WHAT THIS TASK INVOLVES: As soon as the line containing "# holes follow the even-odd rule" appears, copy it and every following line word for word until the records end.

DATA LISTING:
########
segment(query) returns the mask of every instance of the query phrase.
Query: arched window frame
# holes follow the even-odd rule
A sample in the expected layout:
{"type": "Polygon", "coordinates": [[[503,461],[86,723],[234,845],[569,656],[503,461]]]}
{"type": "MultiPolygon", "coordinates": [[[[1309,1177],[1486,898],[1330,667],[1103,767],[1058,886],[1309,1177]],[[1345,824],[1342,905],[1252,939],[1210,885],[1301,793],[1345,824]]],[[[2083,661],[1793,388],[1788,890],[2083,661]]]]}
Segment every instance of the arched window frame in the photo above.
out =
########
RESPONSE AREA:
# holes follow the even-odd rule
A sample in the expected layout:
{"type": "Polygon", "coordinates": [[[503,461],[86,723],[234,845],[569,656],[503,461]]]}
{"type": "MultiPolygon", "coordinates": [[[[1309,1177],[1486,898],[1330,667],[1103,767],[1058,886],[1309,1177]],[[1345,824],[1342,905],[1252,939],[1210,885],[1301,793],[1345,824]]],[[[2083,661],[1793,388],[1788,890],[2083,661]]]]}
Segment every instance of the arched window frame in the photo above.
out =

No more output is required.